*** Dataset records Section Begins ***

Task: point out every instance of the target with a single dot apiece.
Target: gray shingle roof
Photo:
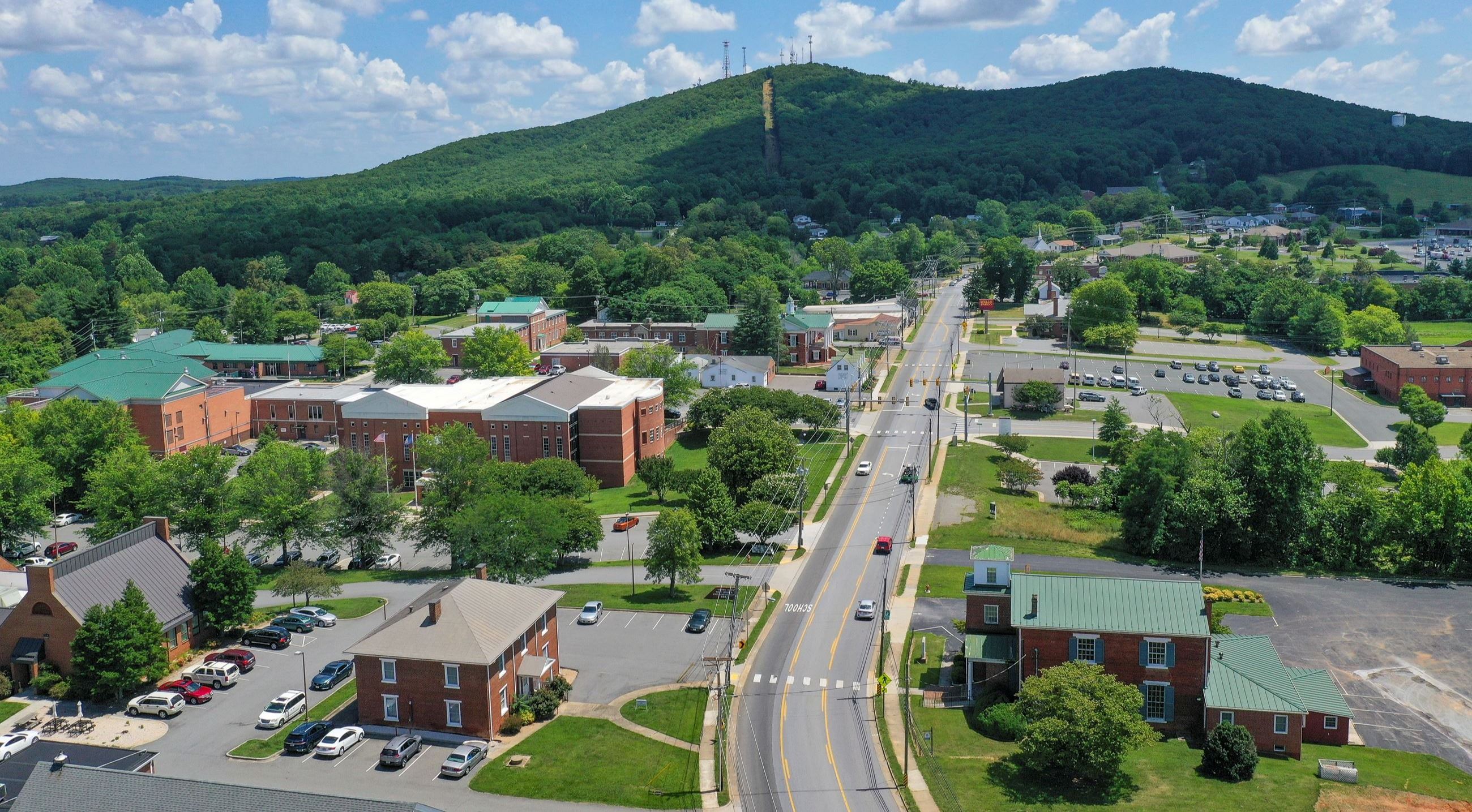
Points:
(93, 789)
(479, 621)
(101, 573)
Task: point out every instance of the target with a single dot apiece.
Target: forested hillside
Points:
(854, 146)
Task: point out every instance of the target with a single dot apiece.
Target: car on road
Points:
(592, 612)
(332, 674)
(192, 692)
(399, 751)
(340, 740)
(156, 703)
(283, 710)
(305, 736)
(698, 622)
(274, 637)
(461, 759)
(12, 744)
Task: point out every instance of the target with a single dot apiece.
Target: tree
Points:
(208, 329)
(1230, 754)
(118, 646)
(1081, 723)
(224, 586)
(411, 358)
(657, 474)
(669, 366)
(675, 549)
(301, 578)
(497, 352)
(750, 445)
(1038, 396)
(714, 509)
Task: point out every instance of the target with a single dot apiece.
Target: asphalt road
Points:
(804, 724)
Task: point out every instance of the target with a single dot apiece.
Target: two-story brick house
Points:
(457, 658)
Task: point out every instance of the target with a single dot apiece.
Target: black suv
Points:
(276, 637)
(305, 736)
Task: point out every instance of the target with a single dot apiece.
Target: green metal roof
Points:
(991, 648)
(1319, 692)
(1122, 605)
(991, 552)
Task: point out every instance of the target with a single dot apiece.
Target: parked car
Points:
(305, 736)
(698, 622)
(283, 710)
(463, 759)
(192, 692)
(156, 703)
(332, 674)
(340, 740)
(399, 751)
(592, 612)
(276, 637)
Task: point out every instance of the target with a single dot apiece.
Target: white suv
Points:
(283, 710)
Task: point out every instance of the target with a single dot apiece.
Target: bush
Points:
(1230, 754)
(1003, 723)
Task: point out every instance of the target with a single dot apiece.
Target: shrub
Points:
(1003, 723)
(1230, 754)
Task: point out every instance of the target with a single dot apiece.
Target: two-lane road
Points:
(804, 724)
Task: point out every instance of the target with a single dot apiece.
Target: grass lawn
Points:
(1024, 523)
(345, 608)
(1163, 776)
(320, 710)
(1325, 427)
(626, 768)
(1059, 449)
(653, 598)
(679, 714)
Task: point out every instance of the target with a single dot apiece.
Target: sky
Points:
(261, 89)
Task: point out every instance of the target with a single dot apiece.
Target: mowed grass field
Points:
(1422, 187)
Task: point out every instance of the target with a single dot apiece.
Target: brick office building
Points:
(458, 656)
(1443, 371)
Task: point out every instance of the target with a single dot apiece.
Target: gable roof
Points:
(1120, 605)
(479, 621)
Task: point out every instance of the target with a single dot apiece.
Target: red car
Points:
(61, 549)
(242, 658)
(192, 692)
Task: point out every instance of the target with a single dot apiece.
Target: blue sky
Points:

*** Dataset records Section Ends ***
*** Dataset records Section Begins ***

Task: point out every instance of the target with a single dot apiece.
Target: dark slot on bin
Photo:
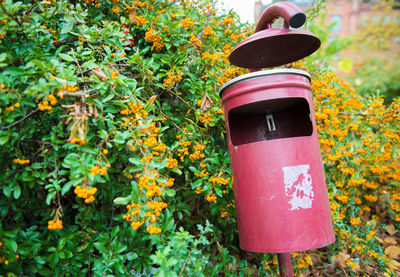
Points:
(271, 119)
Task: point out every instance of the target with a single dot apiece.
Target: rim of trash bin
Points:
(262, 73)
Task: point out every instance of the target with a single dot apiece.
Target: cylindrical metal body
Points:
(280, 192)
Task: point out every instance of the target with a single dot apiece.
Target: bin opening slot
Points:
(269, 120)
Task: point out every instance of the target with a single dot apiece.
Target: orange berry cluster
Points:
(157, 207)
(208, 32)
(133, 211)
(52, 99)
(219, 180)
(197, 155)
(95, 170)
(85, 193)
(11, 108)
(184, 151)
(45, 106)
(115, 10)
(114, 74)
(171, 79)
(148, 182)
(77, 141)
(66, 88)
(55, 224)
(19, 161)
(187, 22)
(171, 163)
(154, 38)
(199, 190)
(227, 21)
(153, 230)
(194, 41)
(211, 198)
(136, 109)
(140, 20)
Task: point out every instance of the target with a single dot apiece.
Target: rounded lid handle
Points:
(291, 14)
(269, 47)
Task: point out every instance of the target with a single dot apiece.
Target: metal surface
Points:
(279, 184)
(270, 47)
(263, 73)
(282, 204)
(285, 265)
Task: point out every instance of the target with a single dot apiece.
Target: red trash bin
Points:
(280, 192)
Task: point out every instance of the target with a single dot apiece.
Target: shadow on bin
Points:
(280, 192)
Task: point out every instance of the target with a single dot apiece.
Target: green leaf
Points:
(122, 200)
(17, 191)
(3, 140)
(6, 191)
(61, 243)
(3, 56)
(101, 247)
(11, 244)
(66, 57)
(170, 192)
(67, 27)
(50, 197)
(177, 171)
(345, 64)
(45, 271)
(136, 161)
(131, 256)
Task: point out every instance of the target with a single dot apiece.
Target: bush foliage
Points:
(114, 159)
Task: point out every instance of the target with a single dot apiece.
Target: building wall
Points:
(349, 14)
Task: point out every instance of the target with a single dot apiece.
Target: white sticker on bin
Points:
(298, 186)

*** Dataset records Section Ends ***

### Exercise instructions
Your answer should consist of the lines above that hold the word "grass", copied exactly.

### The completed task
Target: grass lawn
Target: mowed grass field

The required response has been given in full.